> **Exercise requirements**:
Please update the data below by replacing "gown" with "dress" wherever it occurs, leaving everything else unchanged.

> **Extracted information**:
____________

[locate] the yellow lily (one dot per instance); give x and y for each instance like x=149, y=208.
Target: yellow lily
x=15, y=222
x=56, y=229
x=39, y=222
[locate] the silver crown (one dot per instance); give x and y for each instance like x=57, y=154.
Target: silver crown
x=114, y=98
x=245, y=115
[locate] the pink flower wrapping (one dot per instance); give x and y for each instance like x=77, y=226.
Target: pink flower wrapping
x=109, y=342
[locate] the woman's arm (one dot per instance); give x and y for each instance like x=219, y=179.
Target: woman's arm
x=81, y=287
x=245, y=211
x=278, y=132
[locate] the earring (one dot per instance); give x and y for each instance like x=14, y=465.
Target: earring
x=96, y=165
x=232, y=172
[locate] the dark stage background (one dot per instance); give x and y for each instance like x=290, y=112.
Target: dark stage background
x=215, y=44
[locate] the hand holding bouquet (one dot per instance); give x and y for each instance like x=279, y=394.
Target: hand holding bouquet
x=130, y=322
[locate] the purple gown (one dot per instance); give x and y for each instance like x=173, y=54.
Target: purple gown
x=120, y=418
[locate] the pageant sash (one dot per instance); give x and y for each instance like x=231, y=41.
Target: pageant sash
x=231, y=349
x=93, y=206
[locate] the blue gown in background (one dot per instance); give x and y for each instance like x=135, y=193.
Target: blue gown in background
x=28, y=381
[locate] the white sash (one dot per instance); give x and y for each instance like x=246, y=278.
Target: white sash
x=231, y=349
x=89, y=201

____________

> **Solution to the exercise**:
[locate] the yellow lily (one dot per instance); give x and y for each instance like x=149, y=208.
Target: yellow lily
x=15, y=222
x=56, y=229
x=39, y=222
[locate] the silver crown (one dot per instance); give x and y for each instance like x=57, y=154.
Target: silver crown
x=114, y=98
x=245, y=115
[locate] the pink flower wrapping (one dot per instance); give x and y for each instance like x=77, y=226.
Target: pink flower wrapping
x=109, y=342
[locate] the woman's arm (one dot per instance); give x and y for each instance like x=219, y=179.
Target: woman's arm
x=81, y=287
x=245, y=211
x=278, y=132
[locate] the earring (one dot per instance); give x and y for each instance like x=14, y=465.
Target: earring
x=96, y=165
x=232, y=172
[locate] the dark stage background (one dot per instance); give x and y for each instance like x=290, y=112.
Target: dark stage background
x=215, y=44
[locate] the hand holding bouquet (one dot per instance); give x and y for each instance like x=279, y=394.
Target: hand holding bouquet
x=130, y=322
[locate] the purple dress (one dot per instance); give x and y for each instance like x=173, y=54.
Target: purple dress
x=120, y=418
[locate] the pageant sash (one dot per instance); give x and y for each instance like x=231, y=41.
Target: pageant sash
x=231, y=349
x=93, y=206
[locate] the blue dress in background (one dot per instance); give x and y for each instance like x=135, y=193.
Target: blue dress in background
x=28, y=381
[locate] the white sash (one dot per instance); give x and y for each instance like x=246, y=278.
Target: white sash
x=231, y=349
x=89, y=201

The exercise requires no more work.